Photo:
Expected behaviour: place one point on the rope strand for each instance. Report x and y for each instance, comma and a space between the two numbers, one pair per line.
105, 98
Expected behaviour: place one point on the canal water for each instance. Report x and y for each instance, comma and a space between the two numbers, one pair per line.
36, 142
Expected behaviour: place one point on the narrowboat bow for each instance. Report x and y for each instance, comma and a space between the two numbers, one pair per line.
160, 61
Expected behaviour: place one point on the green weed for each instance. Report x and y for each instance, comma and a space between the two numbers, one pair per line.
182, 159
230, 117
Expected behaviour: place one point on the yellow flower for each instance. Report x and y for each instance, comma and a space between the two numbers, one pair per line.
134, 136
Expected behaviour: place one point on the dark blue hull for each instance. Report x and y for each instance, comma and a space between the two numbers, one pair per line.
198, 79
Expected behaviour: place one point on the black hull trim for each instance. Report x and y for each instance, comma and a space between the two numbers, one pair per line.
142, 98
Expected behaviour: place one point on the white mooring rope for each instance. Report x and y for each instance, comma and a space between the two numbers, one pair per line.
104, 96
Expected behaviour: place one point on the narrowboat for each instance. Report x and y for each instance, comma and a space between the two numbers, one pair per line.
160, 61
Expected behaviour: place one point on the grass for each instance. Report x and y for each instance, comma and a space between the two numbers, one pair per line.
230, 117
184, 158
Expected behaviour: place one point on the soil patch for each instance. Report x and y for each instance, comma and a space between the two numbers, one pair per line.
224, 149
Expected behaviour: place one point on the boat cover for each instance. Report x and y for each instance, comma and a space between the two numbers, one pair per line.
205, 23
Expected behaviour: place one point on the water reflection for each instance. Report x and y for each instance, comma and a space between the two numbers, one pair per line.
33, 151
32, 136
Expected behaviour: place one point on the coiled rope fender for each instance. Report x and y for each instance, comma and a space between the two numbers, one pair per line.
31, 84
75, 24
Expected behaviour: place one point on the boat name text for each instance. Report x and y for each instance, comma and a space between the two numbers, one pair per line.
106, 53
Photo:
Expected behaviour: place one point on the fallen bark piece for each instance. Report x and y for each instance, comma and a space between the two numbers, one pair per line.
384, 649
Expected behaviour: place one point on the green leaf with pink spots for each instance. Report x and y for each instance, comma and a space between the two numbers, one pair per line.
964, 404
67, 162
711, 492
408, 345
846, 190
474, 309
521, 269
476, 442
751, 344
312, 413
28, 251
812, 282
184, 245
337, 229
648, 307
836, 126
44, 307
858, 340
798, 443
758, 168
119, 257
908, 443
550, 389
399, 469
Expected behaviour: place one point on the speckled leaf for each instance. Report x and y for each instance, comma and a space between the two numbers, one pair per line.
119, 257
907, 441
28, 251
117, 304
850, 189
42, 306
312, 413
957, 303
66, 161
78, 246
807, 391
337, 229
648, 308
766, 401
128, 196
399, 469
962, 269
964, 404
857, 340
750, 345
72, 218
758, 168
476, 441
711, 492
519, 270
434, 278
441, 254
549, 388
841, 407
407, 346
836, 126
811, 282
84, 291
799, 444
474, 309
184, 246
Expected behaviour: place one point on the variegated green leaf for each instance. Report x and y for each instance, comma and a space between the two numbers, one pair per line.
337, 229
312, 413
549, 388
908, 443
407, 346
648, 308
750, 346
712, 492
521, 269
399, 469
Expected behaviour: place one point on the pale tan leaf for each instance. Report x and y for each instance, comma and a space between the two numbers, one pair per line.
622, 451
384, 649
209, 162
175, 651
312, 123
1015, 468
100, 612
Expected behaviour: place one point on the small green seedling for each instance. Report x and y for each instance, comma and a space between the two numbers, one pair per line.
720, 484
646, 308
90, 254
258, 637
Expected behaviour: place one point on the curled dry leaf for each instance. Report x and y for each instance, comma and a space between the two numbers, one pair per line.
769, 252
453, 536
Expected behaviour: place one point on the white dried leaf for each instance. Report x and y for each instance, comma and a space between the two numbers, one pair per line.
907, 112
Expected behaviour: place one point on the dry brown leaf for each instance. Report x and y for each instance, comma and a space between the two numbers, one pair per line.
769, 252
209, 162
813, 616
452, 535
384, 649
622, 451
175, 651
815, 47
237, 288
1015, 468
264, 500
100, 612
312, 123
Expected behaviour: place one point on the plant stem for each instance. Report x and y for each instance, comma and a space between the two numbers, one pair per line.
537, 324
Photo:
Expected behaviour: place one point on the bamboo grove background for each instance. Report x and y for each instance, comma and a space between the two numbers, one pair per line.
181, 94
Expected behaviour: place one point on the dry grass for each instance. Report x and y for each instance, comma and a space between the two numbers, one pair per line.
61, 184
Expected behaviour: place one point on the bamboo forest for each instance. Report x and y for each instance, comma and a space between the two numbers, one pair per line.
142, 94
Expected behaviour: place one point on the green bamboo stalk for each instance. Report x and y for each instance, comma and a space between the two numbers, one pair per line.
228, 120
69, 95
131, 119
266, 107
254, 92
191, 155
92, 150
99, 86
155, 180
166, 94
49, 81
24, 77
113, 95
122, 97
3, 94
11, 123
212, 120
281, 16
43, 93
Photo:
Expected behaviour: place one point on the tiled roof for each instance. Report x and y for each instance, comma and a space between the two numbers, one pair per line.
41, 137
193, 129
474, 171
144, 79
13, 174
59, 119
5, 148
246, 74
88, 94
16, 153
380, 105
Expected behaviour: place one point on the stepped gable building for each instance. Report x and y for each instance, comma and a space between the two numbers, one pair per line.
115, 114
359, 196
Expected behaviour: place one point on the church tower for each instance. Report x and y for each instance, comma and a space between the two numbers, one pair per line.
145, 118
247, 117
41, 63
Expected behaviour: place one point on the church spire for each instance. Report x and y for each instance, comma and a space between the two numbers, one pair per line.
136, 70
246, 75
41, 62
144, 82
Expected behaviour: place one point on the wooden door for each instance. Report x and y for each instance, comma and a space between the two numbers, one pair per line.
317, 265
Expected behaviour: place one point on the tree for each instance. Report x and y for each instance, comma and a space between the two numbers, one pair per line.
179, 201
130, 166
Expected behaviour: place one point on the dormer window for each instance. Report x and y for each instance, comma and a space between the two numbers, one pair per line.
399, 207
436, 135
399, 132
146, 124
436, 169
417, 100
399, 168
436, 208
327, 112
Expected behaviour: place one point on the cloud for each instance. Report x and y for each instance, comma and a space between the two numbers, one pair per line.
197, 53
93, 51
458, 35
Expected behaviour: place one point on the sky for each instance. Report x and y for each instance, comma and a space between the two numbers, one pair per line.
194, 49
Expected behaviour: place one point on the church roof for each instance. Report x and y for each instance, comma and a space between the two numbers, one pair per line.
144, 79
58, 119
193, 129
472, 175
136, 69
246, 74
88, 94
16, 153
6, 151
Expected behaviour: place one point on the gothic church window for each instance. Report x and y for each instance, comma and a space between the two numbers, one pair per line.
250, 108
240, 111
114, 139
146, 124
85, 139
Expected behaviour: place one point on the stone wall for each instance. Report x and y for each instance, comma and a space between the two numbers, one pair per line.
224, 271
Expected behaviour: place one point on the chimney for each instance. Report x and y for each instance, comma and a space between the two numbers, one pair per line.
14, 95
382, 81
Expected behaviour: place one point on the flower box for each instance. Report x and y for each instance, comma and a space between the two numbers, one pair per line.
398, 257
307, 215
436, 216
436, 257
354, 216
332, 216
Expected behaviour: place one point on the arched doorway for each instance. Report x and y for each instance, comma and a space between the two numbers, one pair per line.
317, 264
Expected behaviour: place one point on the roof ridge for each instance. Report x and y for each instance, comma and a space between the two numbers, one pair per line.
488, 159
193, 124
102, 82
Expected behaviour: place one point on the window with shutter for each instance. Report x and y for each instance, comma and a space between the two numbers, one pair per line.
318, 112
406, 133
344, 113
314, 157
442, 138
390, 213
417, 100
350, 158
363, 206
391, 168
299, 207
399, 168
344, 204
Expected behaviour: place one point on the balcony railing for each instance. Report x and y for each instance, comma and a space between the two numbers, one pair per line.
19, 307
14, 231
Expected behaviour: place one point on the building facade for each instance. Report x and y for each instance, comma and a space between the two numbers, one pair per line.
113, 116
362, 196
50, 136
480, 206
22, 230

____________

Scale the lines above from the one containing "Expected behaviour: place one point on the building" through the last line, both ends included. Rewrite only those lines, requests and all, with each x and y coordinate in the answers multiplied by 1.35 and rounded to a whole number, halves going up.

Result of this task -
Expected behaviour: place one point on the building facade for each instance. Report x and y for each instance, comma and a space between the two numbers, one pair per line.
153, 157
489, 265
68, 184
648, 278
30, 311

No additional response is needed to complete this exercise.